* _Extrait du texte_:

Visuellement, la géométrie des structures en mouvement qui ornent ses pochettes se rapproche étrangement des tableaux hérités du Futurisme (et l’art du mouvement) et du cubisme (et ses lignes brisées)…le Nu descendant l’escalier de Duchamp, synthèse malgré elle de ses deux courants, en est
un tangible exemple.
Out
from out where livre la part d’obscurité la plus marquée à ce jour du compositeur, pourtant déjà présente à l’état de bribes sur Bricolage, et ce dans le plus beau des langages : celui de la dissymétrie poétique.

JJ.

 
 
 
 

STUNTMANN 5 Bretzel arabesque
(Collectif effervescence/La Baleine)

Tout d’abord, on se fait un devoir d’apprécier les collages obliques et les manipulations photographiques de ces espaces industrieux désertés et monumentaux enfantés par Spoutnix.
L’apparence de l’image, sa répétition, sa stratification semblent nous mener un peu plus loin dans la recherche de vérité sur le projet Stuntmann 5.
Ensuite, se renseigner sur l’auteur, établir des filiations entre sa créativité et ses aspirations, le profil de ses attentes : anticiper sa musique, en comprendre l’épaisseur ; Christian Bagnalasta, 28 ans, Stuntmann (Cascadeur) avait porté son choix premier sur Skyscraper (déjà pris, pas de veine) amateur de noisy à la My Bloddy Valentine et de rap pour jeune (Def Jux, Dj Shadow), son approche apparaît alors plus organique qu’analogique.
Enfin écouter Bretzel arabesque : ces arpèges samplés de guitare sèche (intro), la mélodie angoissée et dépouillée (entêtante) de Cumshot, rythmée et métronomique sur Je suis un shoegazer, halluciné et spatial sur PuitVs caillou, illbient urbaine asthmatique sur Bretzel arabesque, Muller etc.
Le jeune homme maîtrise avec habilité les chenaux symphoniques et répétitifs enivrants mêlé à des ruptures de rythmes, des passages d’à pic et des glissements abyssaux vers les couloirs sombres des vallées. Un album qui ne néglige ni notre appétence pour la vie et le rythme, ni nos ascendants à laisser sombrer notre esprit. Par la répétition, il crée une communion hypnotique avec l’auditeur dans un climat intime et tendu à l’extrême.
Une grande réussite.

JJ.

 
   
 
   

SON OF CLAY Face takes shape
(Komplott/Mangedisque)

Andreas Bertilsson a sans doute encouragé à son extrême logique le home studio (si indispensable à la créativité contemporaine), transformant le temps d’un album les recoins les plus intimes de son logis en unique source sonore.

* _Informations extraites_:
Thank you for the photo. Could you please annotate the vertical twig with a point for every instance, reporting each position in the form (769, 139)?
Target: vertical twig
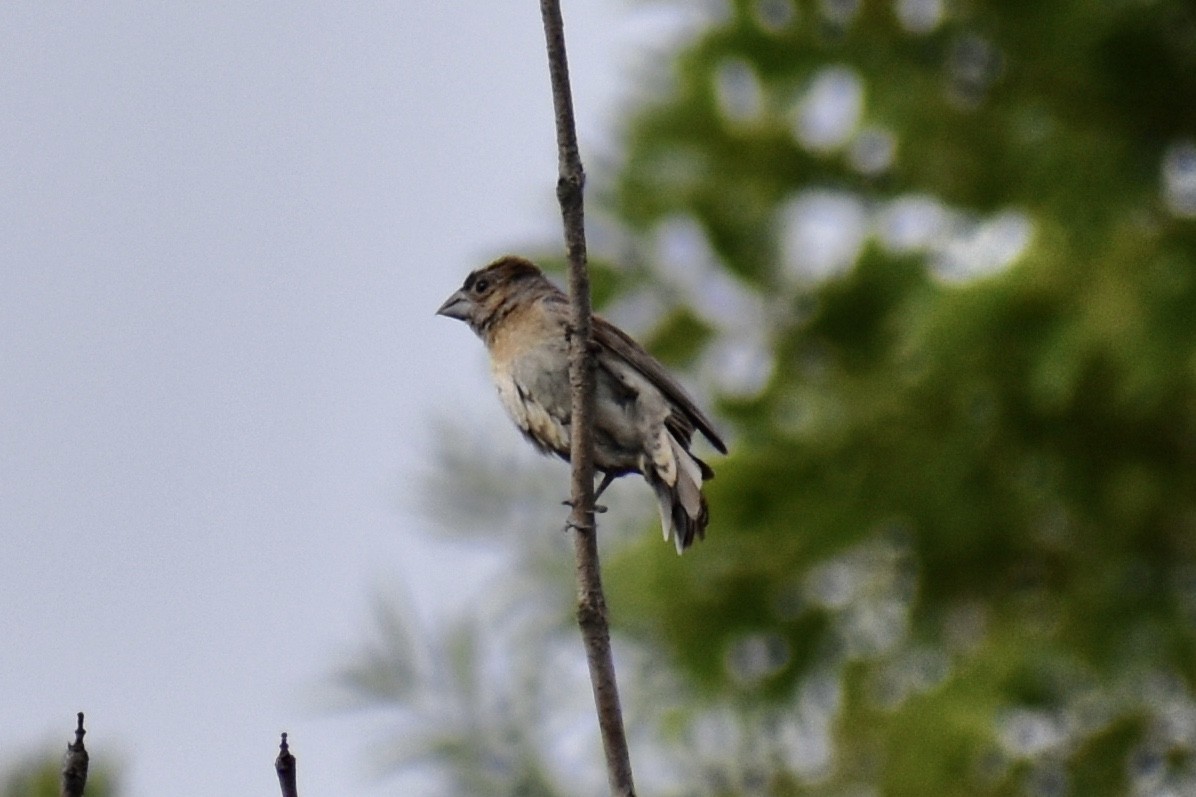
(285, 765)
(74, 765)
(591, 602)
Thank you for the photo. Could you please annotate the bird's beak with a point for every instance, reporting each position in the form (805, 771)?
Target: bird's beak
(456, 306)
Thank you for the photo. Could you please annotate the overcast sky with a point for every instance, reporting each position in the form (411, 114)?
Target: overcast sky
(224, 229)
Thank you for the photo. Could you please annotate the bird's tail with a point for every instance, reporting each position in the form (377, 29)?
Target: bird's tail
(676, 476)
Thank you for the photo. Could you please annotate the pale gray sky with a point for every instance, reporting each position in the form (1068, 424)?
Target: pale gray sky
(224, 229)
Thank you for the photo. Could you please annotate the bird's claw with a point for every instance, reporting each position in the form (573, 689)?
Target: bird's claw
(598, 507)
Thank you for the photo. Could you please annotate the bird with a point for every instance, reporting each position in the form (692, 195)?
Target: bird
(644, 419)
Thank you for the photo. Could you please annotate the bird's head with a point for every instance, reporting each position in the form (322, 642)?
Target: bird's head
(488, 292)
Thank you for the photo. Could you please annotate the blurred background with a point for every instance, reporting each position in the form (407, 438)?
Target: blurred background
(932, 265)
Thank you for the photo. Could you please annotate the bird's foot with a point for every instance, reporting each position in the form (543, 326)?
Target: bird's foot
(598, 507)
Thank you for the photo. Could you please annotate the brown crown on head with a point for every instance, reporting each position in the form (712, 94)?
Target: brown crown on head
(507, 268)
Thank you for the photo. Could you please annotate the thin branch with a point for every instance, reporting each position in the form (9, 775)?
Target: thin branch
(74, 765)
(591, 601)
(285, 765)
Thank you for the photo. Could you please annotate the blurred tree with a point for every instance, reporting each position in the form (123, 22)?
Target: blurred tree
(937, 262)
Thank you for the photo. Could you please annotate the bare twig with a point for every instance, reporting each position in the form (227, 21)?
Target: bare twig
(74, 765)
(591, 602)
(285, 765)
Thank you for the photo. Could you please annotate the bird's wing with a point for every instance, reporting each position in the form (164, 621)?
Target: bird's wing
(614, 340)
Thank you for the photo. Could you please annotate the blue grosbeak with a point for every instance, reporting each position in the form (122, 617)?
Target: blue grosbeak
(644, 420)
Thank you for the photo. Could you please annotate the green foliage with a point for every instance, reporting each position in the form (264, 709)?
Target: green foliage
(42, 777)
(968, 490)
(935, 262)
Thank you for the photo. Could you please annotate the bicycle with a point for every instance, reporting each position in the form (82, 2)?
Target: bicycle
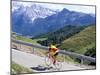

* _À faire_:
[1] D'après l'extrait, quel âge a Christian Bagnalasta ?
[2] Dans les enregistrements, remplace « photo » par « image » dans tout le passage qui va de la ligne contenant « form (164, 621)? » jusqu'à la fin des enregistrements, ces deux bornes incluses. Recopie uniquement ce passage, sans les images.
L'extrait et les enregistrements forment deux matériaux indépendants.

* _Résultats par tâche_:
[1] Il a 28 ans.

[2]
Thank you for the image. Could you please annotate the bird's wing with a point for every instance, reporting each position in the form (164, 621)?
Target: bird's wing
(614, 340)
Thank you for the image. Could you please annotate the blue grosbeak with a point for every instance, reporting each position in the form (122, 617)?
Target: blue grosbeak
(644, 420)
Thank you for the image. Could you please annotate the green foliage with a point for every instance, reporting each position in the form (264, 709)?
Target: green foliage
(42, 777)
(968, 490)
(935, 262)
Thank you for the image. Could you please annotate the bicycle with a point for every instance, reporting each position in the form (82, 2)?
Target: bicycle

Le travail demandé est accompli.